Could you convert the entries into a two-column CSV with the headers text and answer, one row per entry, each field in double quotes and with line breaks replaced by spaces? Start with the line containing "pink-tinged petal in the photo above.", include it, and continue through the last entry.
* * *
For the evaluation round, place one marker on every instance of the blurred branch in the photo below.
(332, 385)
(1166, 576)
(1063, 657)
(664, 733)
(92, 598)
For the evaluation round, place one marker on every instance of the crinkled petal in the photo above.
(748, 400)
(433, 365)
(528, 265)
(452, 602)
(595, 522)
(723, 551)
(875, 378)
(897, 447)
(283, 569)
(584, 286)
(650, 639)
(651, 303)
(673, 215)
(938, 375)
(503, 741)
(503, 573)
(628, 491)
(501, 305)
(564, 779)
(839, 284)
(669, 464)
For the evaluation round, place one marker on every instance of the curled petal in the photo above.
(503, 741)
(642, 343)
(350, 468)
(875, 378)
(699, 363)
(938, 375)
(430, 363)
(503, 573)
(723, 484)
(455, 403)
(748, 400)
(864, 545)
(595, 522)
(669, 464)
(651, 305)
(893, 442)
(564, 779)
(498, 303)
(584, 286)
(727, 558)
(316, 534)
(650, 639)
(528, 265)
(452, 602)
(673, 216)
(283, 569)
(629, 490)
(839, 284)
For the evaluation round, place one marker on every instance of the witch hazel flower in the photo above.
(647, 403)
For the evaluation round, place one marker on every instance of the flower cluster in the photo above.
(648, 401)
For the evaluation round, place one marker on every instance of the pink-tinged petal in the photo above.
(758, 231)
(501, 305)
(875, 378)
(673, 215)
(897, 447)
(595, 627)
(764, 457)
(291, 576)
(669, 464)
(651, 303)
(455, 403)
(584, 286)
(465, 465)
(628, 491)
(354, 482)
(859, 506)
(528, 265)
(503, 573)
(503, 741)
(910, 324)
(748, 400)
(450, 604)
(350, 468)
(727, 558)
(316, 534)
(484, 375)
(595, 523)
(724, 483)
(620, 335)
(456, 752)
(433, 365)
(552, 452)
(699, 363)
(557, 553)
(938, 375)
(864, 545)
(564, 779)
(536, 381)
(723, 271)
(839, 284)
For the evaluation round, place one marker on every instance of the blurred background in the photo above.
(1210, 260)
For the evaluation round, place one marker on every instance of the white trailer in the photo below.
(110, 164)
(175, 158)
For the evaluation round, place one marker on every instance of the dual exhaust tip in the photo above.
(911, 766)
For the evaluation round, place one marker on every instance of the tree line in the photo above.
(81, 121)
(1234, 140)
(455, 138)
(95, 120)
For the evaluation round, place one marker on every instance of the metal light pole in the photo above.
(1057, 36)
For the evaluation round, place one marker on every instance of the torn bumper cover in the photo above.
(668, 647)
* * *
THE ANSWER:
text,answer
"For the evaluation round, place one marker on every instance of the pink-tinged petal in the photo above.","(758, 231) (501, 305) (875, 378) (673, 215) (897, 447) (595, 627) (764, 457) (291, 576) (669, 464) (651, 303) (455, 403) (584, 286) (465, 465) (628, 491) (354, 482) (859, 506) (528, 265) (503, 573) (503, 741) (910, 324) (748, 400) (450, 604) (350, 468) (727, 558) (316, 534) (484, 375) (595, 523) (724, 483) (620, 335) (456, 752) (433, 365) (552, 452) (699, 363) (557, 553) (938, 375) (864, 545) (564, 779) (536, 381) (723, 271) (839, 284)"
"For the evaluation round, place one marker on every instance of the blurred background in the photo above.","(1210, 260)"
"For the evaluation round, place one marker on every instance of the white trailer in the photo below.","(110, 164) (175, 158)"
"For the evaluation round, place one marker on every instance of the dual exhaust tip in the photo above.","(911, 766)"
"For the evaluation round, place one marker on every instance of the tree line in the photo above.","(81, 121) (1234, 140) (455, 138) (95, 120)"
"For the evaluation round, place one marker on every instance of the metal light pole in the photo above.","(1057, 36)"
"For the evaluation round, place one marker on every instance of the torn bumper cover in the photo above.","(668, 647)"